Do not include the pictures; repeat the rest of the data exactly.

══ EXCERPTED DATA

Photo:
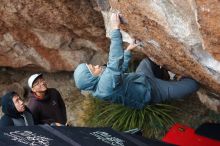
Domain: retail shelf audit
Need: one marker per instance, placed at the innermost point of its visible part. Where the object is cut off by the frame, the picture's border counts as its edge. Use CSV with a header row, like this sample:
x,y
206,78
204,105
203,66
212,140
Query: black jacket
x,y
48,110
11,116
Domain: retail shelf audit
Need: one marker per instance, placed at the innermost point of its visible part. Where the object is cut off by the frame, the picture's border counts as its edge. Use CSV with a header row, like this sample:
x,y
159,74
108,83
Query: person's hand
x,y
115,20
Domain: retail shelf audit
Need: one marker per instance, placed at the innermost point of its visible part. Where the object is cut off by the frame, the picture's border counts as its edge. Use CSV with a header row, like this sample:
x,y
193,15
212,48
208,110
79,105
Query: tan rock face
x,y
176,34
51,36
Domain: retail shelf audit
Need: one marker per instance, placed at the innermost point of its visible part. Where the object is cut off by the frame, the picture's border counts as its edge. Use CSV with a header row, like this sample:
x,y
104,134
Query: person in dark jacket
x,y
130,89
15,112
46,104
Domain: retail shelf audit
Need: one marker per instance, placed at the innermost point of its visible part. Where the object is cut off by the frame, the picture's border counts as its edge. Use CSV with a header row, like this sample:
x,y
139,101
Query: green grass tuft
x,y
153,120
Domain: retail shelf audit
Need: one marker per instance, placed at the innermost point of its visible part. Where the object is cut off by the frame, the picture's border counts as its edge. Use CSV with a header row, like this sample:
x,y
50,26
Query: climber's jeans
x,y
167,89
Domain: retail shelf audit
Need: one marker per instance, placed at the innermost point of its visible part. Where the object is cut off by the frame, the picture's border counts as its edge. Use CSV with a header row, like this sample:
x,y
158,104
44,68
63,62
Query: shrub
x,y
153,120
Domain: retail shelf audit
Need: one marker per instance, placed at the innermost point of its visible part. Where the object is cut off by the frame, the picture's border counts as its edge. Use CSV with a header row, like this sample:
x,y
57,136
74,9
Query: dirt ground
x,y
192,113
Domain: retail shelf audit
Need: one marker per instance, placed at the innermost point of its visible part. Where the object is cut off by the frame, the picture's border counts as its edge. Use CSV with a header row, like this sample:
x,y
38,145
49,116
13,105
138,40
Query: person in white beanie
x,y
46,104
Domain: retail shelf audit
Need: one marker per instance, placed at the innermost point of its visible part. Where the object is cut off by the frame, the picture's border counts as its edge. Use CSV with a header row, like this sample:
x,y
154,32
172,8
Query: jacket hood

════

> _RESPONSE TO THE TASK_:
Photo:
Domain: retail shelf audit
Need: one marker per instance, placed at the innermost point of its visible part. Where the object is cut off by the frame, the picture's border counts as its edge. Use CSV with a header row, like this sample:
x,y
206,78
204,105
203,66
212,140
Query: black jacket
x,y
48,110
11,116
Domain: retail shelf audit
Need: one marker per instance, placed at the innermost point of its visible part. Where the object is cut off by the frame, the picture's border counts as its edge. Use CSV with a header row, like this sample:
x,y
159,74
108,83
Query: person's hand
x,y
115,20
Domain: retail shelf audit
Need: one marker per instance, placed at the innermost point of its visible part. Where the object is cut off by the frame, the picture's border counts as its edge. Use CSV with a header row, like this sample:
x,y
193,15
212,48
208,110
79,105
Query: tan rock face
x,y
176,34
51,36
Domain: retail shelf audit
Need: one marker per instance, placed at the innermost point of its visible part. Where the object is cut off by the frame, the picture's border counts as its edge. Use CSV with a header row, like this sample:
x,y
104,134
Query: person in dark jacket
x,y
130,89
15,112
46,104
Domain: retail shelf audit
Need: one marker per instance, placed at the innermost point of its visible part. Where the object is cut off by the frame, the picture's border counts as its edge. Use CSV with a header row, like this sample:
x,y
139,101
Query: green grass tuft
x,y
153,120
Domain: retail shelf audit
Need: one marker per instance, placed at the innermost point of its visible part. Where the object is cut off by the frame, the picture's border counts as its edge. Use CSV with a header row, like this sample:
x,y
50,26
Query: climber's jeans
x,y
167,89
Domain: retail shelf audit
Need: one marker per instance, placed at the innermost point of its visible part. Where the object is cut off by the frame, the picture's border counts as its edge. Use CSV with a header row, like this sample:
x,y
158,104
44,68
63,62
Query: shrub
x,y
153,120
Domain: retail shelf audit
Need: one marker per instance, placed at the innermost point of its visible part. Where the object is cut off by the frame, the picture's border counts as its edge. Use CSV with a header row, like this sample:
x,y
57,136
74,9
Query: dirt ground
x,y
192,113
Domain: retail shelf audit
Need: one marker per instance, placed at the innermost point of its visible part. Where the object is cut off by the frame, the picture's border counts as its edge. Use CSV with a header row, like this sample:
x,y
38,145
49,116
13,105
138,40
Query: person in white beanie
x,y
46,104
Domain: retail shelf audit
Need: one marker per instance, placed at the innermost point of its visible part. Where the object is cut off by the frame, the picture's border counts as its edge. Use CSV with a header row, like this sample:
x,y
154,32
172,8
Query: jacket hood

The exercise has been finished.